AIM OF THE TASK.
Reproduce every one of the following records word for word, line by line, with nothing added or left out.

----

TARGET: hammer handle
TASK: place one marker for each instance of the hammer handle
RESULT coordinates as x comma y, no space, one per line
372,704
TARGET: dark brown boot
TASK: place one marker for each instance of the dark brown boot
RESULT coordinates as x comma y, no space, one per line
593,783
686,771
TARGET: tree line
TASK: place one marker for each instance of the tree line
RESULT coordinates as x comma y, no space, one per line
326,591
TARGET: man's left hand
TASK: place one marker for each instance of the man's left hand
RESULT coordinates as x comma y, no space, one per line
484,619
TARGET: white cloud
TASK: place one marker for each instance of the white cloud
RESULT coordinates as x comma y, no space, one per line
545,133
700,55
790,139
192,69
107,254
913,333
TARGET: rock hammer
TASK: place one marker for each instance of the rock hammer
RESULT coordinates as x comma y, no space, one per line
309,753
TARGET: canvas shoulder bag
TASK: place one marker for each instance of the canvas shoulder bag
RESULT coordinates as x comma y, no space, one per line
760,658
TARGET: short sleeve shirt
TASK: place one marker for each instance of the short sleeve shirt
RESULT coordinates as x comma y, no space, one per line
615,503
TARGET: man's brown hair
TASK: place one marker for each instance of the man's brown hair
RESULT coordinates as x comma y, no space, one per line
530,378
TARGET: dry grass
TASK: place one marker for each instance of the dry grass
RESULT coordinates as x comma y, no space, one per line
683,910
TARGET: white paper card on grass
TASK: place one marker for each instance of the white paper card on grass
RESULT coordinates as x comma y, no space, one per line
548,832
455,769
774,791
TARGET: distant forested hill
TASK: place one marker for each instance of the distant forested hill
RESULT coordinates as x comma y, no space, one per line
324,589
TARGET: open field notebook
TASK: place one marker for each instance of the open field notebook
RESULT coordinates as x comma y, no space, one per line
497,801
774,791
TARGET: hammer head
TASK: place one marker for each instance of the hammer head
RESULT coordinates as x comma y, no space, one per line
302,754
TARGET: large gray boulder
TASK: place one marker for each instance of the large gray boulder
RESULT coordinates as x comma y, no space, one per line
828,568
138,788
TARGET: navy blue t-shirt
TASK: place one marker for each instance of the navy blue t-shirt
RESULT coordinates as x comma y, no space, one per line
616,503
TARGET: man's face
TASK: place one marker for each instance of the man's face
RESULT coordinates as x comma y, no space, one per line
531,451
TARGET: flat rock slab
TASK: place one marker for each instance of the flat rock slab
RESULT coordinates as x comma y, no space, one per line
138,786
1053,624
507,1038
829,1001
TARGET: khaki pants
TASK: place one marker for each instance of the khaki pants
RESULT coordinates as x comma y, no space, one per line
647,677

----

COMPLETED EXERCISE.
TARGET: hammer handle
TASK: place one marker for each instance of the hammer handle
RESULT coordinates as x comma y, no space, one per line
372,704
TARGET: dark brown boot
TASK: place one marker for each instance of the dark brown boot
RESULT coordinates as x comma y, no space, one per line
593,783
686,771
TARGET: tree line
TASK: place one marker for each instance of the tree line
RESULT coordinates as x comma y, no space, one per line
326,591
TARGET: man's left hand
TASK: place one marker for each instance of the man's left hand
RESULT coordinates as x comma y, no space, one per line
484,619
TARGET: white cloud
TASK: place one marker for each instance of the white cloud
RESULT coordinates as x comma y, no space, one per line
545,133
700,55
790,139
192,69
107,254
913,333
TARGET: rock hammer
TASK: place one marker for each instance of the rock hammer
RESULT coordinates as x comma y, no space, one per line
309,753
TARGET: canvas shoulder bag
TASK: place one marker for each instance of the canvas shoulder bag
RESULT coordinates as x comma y, no space, one per line
760,658
TARGET: short sleeve shirt
TASK: place one marker for each instance of the short sleeve shirt
RESULT coordinates as x comma y, no space, one per line
615,503
TARGET: man's brown hair
TASK: place one marker for each instance of the man's brown hair
RESULT coordinates as x comma y, no space, one per line
530,378
TARGET: dry grass
TASK: place one marker for each instance of the dry grass
RESULT coordinates as x comma y, no space, one per line
683,910
TARGET: white paper card on grass
TASK: place one marker for each instance of the white paper card on grass
RESULT coordinates as x comma y, no space, one per line
548,832
455,769
774,791
TARGET: distant forested hill
TASK: place one marker for each instance of the distant forested hill
RESULT coordinates as x comma y, no space, one per line
324,589
TARGET: open field notebook
TASK: place one marker for each instance of the open field notebook
RESULT coordinates as x comma y, no space, one per line
497,801
774,791
TARGET: hammer head
TASK: place one marker for each instance of the hammer head
RESULT coordinates as x comma y, no space, one per line
302,754
TARGET: large gray boulder
TASK: place one marker for each instance of the large gray boulder
RESULT coordinates as x comma y, no space, one per line
828,568
138,788
TARGET: navy blue t-shirt
TASK: place one marker for each instance of the navy blue t-shirt
RESULT coordinates as x comma y, no space, one per line
616,503
TARGET: man's face
TASK: place one marker for each instance of the man's face
RESULT coordinates as x comma y, no space, one per line
531,451
TARGET: flat rock slab
TASK: place one marker for each instance of the flat rock slab
RESULT coordinates as x comma y, no space, one per line
138,786
1053,624
507,1038
829,1001
TARGET: khaki pants
TASK: place one marker for each instance of the khaki pants
RESULT coordinates as x comma y, no space, one per line
647,677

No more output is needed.